Task statement
Copy out every one of the entries below word for word, with no changes.

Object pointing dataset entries

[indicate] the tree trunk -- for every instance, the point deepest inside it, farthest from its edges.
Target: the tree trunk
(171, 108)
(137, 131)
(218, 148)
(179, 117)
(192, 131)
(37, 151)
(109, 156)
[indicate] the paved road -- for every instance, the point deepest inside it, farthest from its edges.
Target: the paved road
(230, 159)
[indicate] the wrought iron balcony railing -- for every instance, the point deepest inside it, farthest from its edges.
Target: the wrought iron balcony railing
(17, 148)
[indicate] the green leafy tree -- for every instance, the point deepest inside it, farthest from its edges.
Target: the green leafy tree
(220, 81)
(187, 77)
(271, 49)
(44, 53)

Solution
[indicate] the tree trunk -- for every instance, the point deepest inside it, farthest from its edges.
Target: the tree trunk
(171, 108)
(137, 131)
(218, 148)
(179, 117)
(192, 131)
(37, 151)
(109, 156)
[indicate] the paved road -- for every instance, the point deepest inside it, farthest from its edges.
Target: the paved road
(230, 159)
[indicate] the wrought iron balcony railing -- for every instance, the point deepest inside it, farthest from its edges.
Target: the wrought iron balcony railing
(17, 148)
[indicate] the green leafy tree -- for every instance, the point deepest inside it, farthest from its edges.
Target: the green leafy tree
(220, 81)
(187, 77)
(271, 49)
(44, 53)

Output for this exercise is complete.